## Begin

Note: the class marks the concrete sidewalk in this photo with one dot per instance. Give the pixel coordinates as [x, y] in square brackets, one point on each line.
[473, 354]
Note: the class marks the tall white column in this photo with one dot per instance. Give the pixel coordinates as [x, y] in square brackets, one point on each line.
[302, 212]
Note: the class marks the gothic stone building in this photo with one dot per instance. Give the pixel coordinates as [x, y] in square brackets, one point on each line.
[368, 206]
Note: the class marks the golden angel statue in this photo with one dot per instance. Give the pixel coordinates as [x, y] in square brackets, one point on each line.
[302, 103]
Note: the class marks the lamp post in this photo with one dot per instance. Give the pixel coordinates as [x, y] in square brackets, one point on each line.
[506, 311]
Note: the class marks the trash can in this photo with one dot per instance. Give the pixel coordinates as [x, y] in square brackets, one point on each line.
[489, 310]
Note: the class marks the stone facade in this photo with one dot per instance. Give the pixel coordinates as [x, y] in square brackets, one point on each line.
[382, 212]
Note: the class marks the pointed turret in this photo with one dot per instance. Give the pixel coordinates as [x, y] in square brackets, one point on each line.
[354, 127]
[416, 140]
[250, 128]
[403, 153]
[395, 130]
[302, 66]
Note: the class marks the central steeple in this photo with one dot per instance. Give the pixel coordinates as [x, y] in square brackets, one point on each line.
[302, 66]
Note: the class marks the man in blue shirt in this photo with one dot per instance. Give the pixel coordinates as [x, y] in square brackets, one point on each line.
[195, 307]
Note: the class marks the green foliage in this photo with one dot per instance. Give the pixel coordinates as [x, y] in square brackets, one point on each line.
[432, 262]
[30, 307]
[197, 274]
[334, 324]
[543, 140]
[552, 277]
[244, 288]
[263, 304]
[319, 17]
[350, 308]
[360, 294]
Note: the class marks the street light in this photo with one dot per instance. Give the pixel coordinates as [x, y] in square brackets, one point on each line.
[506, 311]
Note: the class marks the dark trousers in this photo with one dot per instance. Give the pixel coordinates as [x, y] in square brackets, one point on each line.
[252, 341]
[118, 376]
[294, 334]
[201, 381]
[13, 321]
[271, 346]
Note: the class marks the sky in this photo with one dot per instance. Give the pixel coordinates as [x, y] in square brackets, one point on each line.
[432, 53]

## End

Instructions for the task
Please convert the records, from the line containing "Note: the class marks the sky" through the end of the records, into a Markdown table with the columns Row and Line. Number each row and leave out blank lines.

Worked solution
| Row | Line |
|---|---|
| 1 | Note: the class marks the sky in this photo with one dot per instance. Give the pixel coordinates as [x, y] in square brackets, one point on each line. |
| 2 | [432, 53] |